Козлов первым обратился в России как переводчик к Вальтеру Скотту и Байрону — Жуковский, Тургеневы, Александр Пушкин, Вяземский горячо одобрили его переводы поэм — «Девы озера» Вальтера Скотта и «Абидосской невесты» Байрона. Но переводы были сделаны с английского на французский... Козлов хотел, но как-то не смел пока браться за стихи на русском языке, хотя Жуковский не уставал просить его именно об этом.
Козлов и Жуковский читали Байрона. «Мы вместе читали Child Harold»; «Читал с Жуковским „Гяура“... Я много занимаюсь английским языком»; «Жуковский мне прислал „Мазепу“»; «Жуковский принес мне „Манфреда“; 3 и 4 песни Чайльд Гарольда, — у меня есть 1-я и 2-я, и от доброго дружеского чувства подарил мне эти восхитительные творения лорда Байрона, поэта моего сердца», — отмечал Козлов в разные дни 1819 года.
В конце января этого года он пишет: «Много читал Байрона. Ничто не может сравниться с ним. Шедевр поэзии, мрачное величие, трагизм, энергия, сила бесподобная, энтузиазм, доходящий до бреда, грация, пылкость, чувствительность, увлекательная поэзия, — я в восхищении от него... Но он уж чересчур мизантроп; я ему пожелал бы только — более религиозных идей, как они необходимы для счастья. Но что за душа, какой поэт, какой восхитительный гений! Это — просто волшебство!» В этой записи слышен как бы и голос Жуковского. В самом главном — в представлении о назначении человека — было у них общее. Жуковский считал страдание — силой, поднимающей душу к идеалу, возносящей ее в пределы бессмертия. Он видел (и потом в течение долгих лет), как посреди почти невыносимых страданий (особенно ночных приступов судорог и спазм во всем теле), не раздавленный даже неожиданно поразившей его слепотой, Козлов возвышался душой, творил, сохранял молодость чувства, поэтическую тонкость мысли...
В начале апреля Жуковский приехал в Дерпт. Снова увидел свою Машу и невольно подумал, что силой духа она равна Козлову, если не выше еще...

**Задание 1**
Перескажите короче абзац текста о Козлове и Жуковском, который начинается словами «Козлов первым обратился». Главные факты должны сохраниться.
**Задание 2**
Продолжите текст о Козлове и Жуковском, начиная после последнего предложения.

**Извлечённые материалы**
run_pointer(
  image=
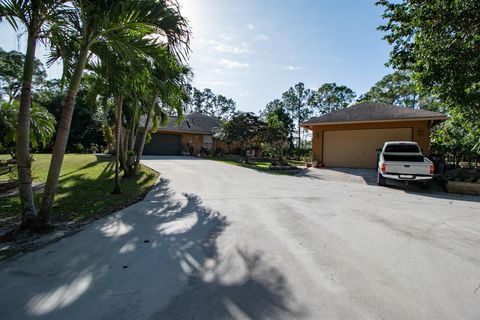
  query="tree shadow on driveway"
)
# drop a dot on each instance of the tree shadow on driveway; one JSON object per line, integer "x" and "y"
{"x": 157, "y": 258}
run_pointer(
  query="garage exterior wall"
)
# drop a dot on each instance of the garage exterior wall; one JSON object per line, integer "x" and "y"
{"x": 420, "y": 133}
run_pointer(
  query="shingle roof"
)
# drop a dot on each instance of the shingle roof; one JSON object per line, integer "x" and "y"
{"x": 194, "y": 122}
{"x": 373, "y": 111}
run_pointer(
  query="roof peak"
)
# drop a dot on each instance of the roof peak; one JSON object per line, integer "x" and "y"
{"x": 368, "y": 111}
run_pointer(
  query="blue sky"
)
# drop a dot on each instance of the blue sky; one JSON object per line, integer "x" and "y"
{"x": 253, "y": 51}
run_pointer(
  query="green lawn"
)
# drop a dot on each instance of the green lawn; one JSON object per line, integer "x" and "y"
{"x": 259, "y": 165}
{"x": 84, "y": 188}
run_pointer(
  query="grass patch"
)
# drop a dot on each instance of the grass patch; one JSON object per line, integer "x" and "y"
{"x": 261, "y": 165}
{"x": 84, "y": 189}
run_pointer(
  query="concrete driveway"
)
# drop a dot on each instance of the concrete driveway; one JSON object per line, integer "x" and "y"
{"x": 215, "y": 241}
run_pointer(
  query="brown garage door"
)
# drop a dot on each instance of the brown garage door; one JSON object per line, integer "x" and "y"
{"x": 163, "y": 144}
{"x": 357, "y": 148}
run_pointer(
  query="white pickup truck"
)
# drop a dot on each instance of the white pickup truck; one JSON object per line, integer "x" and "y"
{"x": 403, "y": 160}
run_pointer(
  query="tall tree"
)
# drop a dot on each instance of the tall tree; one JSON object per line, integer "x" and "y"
{"x": 37, "y": 17}
{"x": 42, "y": 124}
{"x": 438, "y": 42}
{"x": 331, "y": 97}
{"x": 168, "y": 89}
{"x": 244, "y": 127}
{"x": 128, "y": 27}
{"x": 276, "y": 110}
{"x": 296, "y": 102}
{"x": 209, "y": 103}
{"x": 11, "y": 69}
{"x": 275, "y": 134}
{"x": 398, "y": 88}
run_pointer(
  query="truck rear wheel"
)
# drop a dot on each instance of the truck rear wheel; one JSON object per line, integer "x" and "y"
{"x": 380, "y": 180}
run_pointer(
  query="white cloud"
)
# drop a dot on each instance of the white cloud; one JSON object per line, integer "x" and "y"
{"x": 261, "y": 37}
{"x": 232, "y": 64}
{"x": 225, "y": 47}
{"x": 226, "y": 37}
{"x": 292, "y": 68}
{"x": 221, "y": 83}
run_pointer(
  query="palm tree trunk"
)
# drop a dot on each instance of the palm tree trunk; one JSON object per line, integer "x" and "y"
{"x": 141, "y": 145}
{"x": 27, "y": 204}
{"x": 61, "y": 139}
{"x": 299, "y": 137}
{"x": 118, "y": 127}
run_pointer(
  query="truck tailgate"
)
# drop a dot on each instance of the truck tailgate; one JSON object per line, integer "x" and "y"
{"x": 407, "y": 168}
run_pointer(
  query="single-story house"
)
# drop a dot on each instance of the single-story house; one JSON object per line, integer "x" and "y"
{"x": 350, "y": 137}
{"x": 189, "y": 136}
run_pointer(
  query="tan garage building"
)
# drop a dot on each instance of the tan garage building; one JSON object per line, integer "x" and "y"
{"x": 350, "y": 137}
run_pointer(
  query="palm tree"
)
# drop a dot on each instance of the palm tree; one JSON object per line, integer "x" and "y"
{"x": 168, "y": 89}
{"x": 36, "y": 16}
{"x": 41, "y": 124}
{"x": 109, "y": 22}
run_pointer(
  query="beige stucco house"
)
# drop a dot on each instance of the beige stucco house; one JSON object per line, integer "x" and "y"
{"x": 350, "y": 137}
{"x": 192, "y": 134}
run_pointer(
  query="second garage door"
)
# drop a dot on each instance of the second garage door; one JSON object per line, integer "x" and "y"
{"x": 163, "y": 144}
{"x": 357, "y": 148}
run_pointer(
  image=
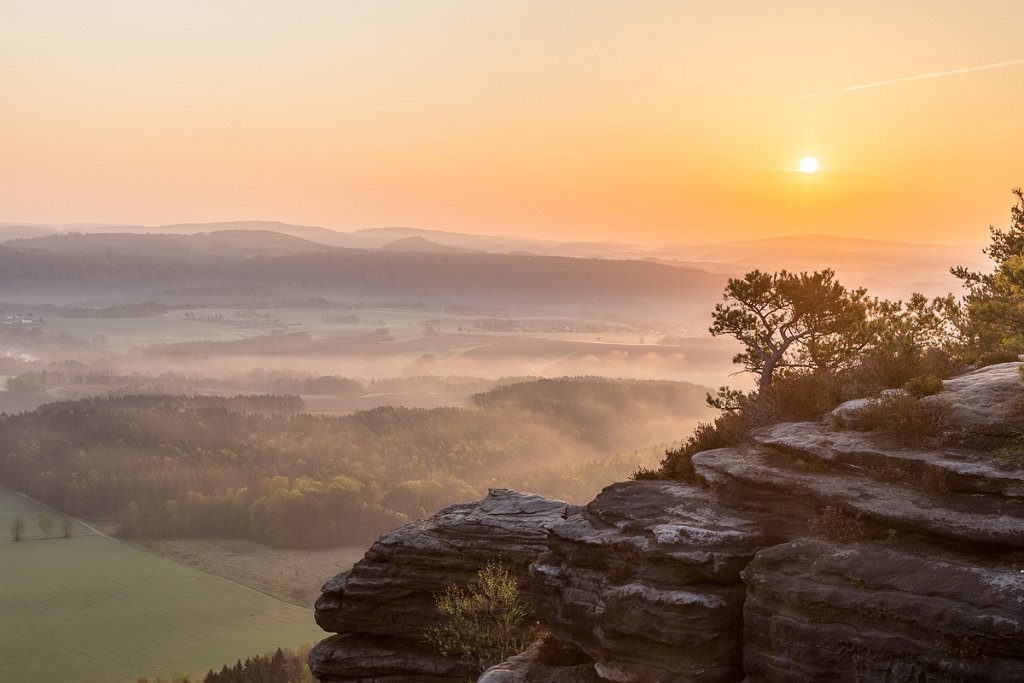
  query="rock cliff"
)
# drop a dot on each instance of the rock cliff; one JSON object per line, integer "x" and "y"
{"x": 811, "y": 553}
{"x": 381, "y": 607}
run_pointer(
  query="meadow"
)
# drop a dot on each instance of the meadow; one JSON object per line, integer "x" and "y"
{"x": 89, "y": 608}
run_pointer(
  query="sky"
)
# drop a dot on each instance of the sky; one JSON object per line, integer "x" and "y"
{"x": 639, "y": 121}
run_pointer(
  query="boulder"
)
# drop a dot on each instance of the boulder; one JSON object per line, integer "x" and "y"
{"x": 819, "y": 611}
{"x": 987, "y": 401}
{"x": 382, "y": 607}
{"x": 645, "y": 581}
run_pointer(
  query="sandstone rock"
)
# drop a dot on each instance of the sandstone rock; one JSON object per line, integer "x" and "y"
{"x": 785, "y": 494}
{"x": 550, "y": 662}
{"x": 645, "y": 581}
{"x": 723, "y": 580}
{"x": 387, "y": 599}
{"x": 817, "y": 611}
{"x": 986, "y": 401}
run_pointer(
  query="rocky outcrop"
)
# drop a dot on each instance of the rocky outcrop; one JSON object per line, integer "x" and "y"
{"x": 646, "y": 582}
{"x": 810, "y": 553}
{"x": 820, "y": 611}
{"x": 382, "y": 606}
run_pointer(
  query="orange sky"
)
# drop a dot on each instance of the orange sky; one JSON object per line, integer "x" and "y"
{"x": 642, "y": 121}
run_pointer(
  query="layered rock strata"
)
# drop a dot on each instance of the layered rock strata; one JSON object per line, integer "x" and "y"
{"x": 381, "y": 608}
{"x": 811, "y": 553}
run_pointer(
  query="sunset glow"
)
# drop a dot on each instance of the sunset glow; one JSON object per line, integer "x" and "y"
{"x": 808, "y": 165}
{"x": 660, "y": 123}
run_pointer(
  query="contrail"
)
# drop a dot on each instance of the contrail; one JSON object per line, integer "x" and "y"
{"x": 920, "y": 77}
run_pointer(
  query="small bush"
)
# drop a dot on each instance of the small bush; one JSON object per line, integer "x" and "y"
{"x": 484, "y": 623}
{"x": 835, "y": 524}
{"x": 901, "y": 417}
{"x": 726, "y": 430}
{"x": 935, "y": 481}
{"x": 923, "y": 385}
{"x": 643, "y": 474}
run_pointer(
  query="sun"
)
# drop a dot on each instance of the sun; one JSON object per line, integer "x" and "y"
{"x": 808, "y": 165}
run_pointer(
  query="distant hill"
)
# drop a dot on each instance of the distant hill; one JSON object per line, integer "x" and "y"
{"x": 238, "y": 243}
{"x": 15, "y": 231}
{"x": 887, "y": 268}
{"x": 143, "y": 273}
{"x": 891, "y": 269}
{"x": 418, "y": 244}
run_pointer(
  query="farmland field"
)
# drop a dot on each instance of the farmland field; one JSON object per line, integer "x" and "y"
{"x": 89, "y": 608}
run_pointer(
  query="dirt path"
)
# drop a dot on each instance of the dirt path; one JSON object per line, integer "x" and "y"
{"x": 92, "y": 529}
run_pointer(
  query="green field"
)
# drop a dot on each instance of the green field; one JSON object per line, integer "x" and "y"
{"x": 92, "y": 609}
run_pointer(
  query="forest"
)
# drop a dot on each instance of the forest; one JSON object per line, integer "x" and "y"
{"x": 258, "y": 467}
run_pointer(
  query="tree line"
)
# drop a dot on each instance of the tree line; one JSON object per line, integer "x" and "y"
{"x": 257, "y": 467}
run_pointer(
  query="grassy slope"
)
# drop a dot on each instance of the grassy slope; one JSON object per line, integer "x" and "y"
{"x": 88, "y": 608}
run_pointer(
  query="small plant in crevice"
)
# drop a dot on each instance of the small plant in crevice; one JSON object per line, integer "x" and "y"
{"x": 483, "y": 623}
{"x": 923, "y": 385}
{"x": 902, "y": 418}
{"x": 964, "y": 648}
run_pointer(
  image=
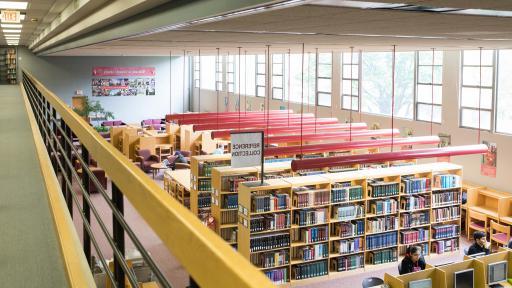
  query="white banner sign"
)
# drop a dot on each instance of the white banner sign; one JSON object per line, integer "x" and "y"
{"x": 246, "y": 149}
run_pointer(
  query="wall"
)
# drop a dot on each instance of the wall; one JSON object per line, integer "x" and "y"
{"x": 450, "y": 122}
{"x": 65, "y": 75}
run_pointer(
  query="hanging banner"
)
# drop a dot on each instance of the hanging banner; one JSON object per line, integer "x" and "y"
{"x": 123, "y": 81}
{"x": 488, "y": 166}
{"x": 246, "y": 149}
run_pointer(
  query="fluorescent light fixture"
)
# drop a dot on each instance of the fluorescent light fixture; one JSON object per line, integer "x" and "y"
{"x": 16, "y": 26}
{"x": 13, "y": 5}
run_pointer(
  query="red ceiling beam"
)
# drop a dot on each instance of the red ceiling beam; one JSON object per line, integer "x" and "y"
{"x": 242, "y": 118}
{"x": 190, "y": 115}
{"x": 295, "y": 128}
{"x": 258, "y": 124}
{"x": 345, "y": 146}
{"x": 387, "y": 156}
{"x": 345, "y": 135}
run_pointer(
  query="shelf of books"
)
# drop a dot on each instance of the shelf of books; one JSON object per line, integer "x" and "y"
{"x": 309, "y": 226}
{"x": 201, "y": 181}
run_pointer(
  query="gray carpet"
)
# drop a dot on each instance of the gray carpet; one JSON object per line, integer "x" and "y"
{"x": 29, "y": 249}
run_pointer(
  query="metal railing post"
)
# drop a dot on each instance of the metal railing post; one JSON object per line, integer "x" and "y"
{"x": 118, "y": 231}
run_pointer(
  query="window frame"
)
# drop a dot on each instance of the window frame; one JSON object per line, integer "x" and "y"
{"x": 493, "y": 93}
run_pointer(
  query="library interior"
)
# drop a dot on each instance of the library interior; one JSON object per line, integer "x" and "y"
{"x": 256, "y": 143}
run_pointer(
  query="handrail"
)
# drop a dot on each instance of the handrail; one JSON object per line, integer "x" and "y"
{"x": 77, "y": 270}
{"x": 205, "y": 256}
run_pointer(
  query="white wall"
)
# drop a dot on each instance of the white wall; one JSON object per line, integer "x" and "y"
{"x": 65, "y": 75}
{"x": 450, "y": 122}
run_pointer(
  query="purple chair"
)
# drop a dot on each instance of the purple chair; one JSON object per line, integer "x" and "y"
{"x": 146, "y": 159}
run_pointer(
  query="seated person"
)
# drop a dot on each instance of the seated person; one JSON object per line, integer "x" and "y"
{"x": 413, "y": 261}
{"x": 481, "y": 245}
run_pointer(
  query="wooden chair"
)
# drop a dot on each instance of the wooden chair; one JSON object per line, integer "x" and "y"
{"x": 476, "y": 222}
{"x": 499, "y": 234}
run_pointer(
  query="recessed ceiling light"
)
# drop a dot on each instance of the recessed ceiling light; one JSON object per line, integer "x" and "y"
{"x": 18, "y": 26}
{"x": 13, "y": 5}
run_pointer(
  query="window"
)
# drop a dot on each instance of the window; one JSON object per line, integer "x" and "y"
{"x": 196, "y": 71}
{"x": 207, "y": 73}
{"x": 350, "y": 81}
{"x": 477, "y": 89}
{"x": 324, "y": 79}
{"x": 376, "y": 83}
{"x": 218, "y": 73}
{"x": 504, "y": 93}
{"x": 278, "y": 76}
{"x": 260, "y": 75}
{"x": 231, "y": 74}
{"x": 429, "y": 95}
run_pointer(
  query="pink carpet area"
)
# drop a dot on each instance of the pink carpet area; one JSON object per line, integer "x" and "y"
{"x": 177, "y": 275}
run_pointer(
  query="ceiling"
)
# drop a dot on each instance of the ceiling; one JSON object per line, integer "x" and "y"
{"x": 324, "y": 24}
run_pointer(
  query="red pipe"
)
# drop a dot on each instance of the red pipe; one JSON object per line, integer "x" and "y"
{"x": 235, "y": 118}
{"x": 196, "y": 114}
{"x": 387, "y": 156}
{"x": 328, "y": 147}
{"x": 225, "y": 134}
{"x": 331, "y": 136}
{"x": 262, "y": 123}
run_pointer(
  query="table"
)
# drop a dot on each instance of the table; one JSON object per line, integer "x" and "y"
{"x": 155, "y": 168}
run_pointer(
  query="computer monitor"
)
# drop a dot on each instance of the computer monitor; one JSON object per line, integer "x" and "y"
{"x": 497, "y": 272}
{"x": 477, "y": 255}
{"x": 464, "y": 278}
{"x": 424, "y": 283}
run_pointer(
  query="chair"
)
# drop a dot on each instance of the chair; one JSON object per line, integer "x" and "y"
{"x": 476, "y": 222}
{"x": 372, "y": 281}
{"x": 146, "y": 159}
{"x": 499, "y": 234}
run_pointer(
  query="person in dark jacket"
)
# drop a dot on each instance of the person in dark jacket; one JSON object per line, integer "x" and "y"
{"x": 413, "y": 261}
{"x": 481, "y": 245}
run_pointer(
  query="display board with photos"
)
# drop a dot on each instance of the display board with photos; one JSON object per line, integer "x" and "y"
{"x": 123, "y": 81}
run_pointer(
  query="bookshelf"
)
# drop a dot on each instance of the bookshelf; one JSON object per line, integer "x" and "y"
{"x": 201, "y": 181}
{"x": 344, "y": 221}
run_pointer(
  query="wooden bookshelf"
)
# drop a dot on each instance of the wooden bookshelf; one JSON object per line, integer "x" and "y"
{"x": 201, "y": 181}
{"x": 378, "y": 194}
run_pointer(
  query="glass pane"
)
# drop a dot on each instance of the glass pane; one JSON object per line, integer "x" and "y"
{"x": 470, "y": 96}
{"x": 324, "y": 99}
{"x": 324, "y": 58}
{"x": 425, "y": 110}
{"x": 347, "y": 90}
{"x": 425, "y": 93}
{"x": 277, "y": 81}
{"x": 504, "y": 104}
{"x": 472, "y": 57}
{"x": 260, "y": 80}
{"x": 260, "y": 92}
{"x": 351, "y": 74}
{"x": 471, "y": 76}
{"x": 277, "y": 93}
{"x": 324, "y": 85}
{"x": 470, "y": 119}
{"x": 325, "y": 71}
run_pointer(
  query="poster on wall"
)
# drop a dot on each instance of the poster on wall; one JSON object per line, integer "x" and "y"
{"x": 123, "y": 81}
{"x": 488, "y": 166}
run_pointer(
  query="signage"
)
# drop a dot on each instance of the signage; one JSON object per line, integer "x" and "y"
{"x": 10, "y": 16}
{"x": 246, "y": 149}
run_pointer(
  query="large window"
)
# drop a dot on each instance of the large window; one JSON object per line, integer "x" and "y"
{"x": 377, "y": 83}
{"x": 477, "y": 89}
{"x": 350, "y": 81}
{"x": 260, "y": 75}
{"x": 278, "y": 76}
{"x": 429, "y": 86}
{"x": 324, "y": 79}
{"x": 504, "y": 93}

**Ответ 1**
Козлов первым в России начал переводить Вальтера Скотта и Байрона. Его переводы «Девы озера» и «Абидосской невесты» горячо одобрили Жуковский, Тургеневы, Пушкин и Вяземский. Однако переводил он с английского на французский. Писать стихи по-русски Козлов пока не решался, хотя Жуковский неустанно его об этом просил.

**Ответ 2**
Маша потеряла все. С Мойером, прекрасным человеком, ей жилось спокойно. Она отдавала всем все, ради счастья всех, чего-то требовавших от нее. И вот осталась без родины, без любимого, без будущего. Между тем она была приветлива, ласкова, добра, работяща. Она рисовала, читала, шила, варила, хлопотала по дому, рубила капусту для соленья, помогала бедным, воспитывала у себя дома двух или трех сирот; стала изучать повивальное искусство («Как жаль теперь того времени, которое потеряла за пюпитрами и фортепиано! лучше бы было варить мыло и стряпать паштет»)... На столе у нее были те же Фенелон, Массильон и Жанлис... И стихи Жуковского.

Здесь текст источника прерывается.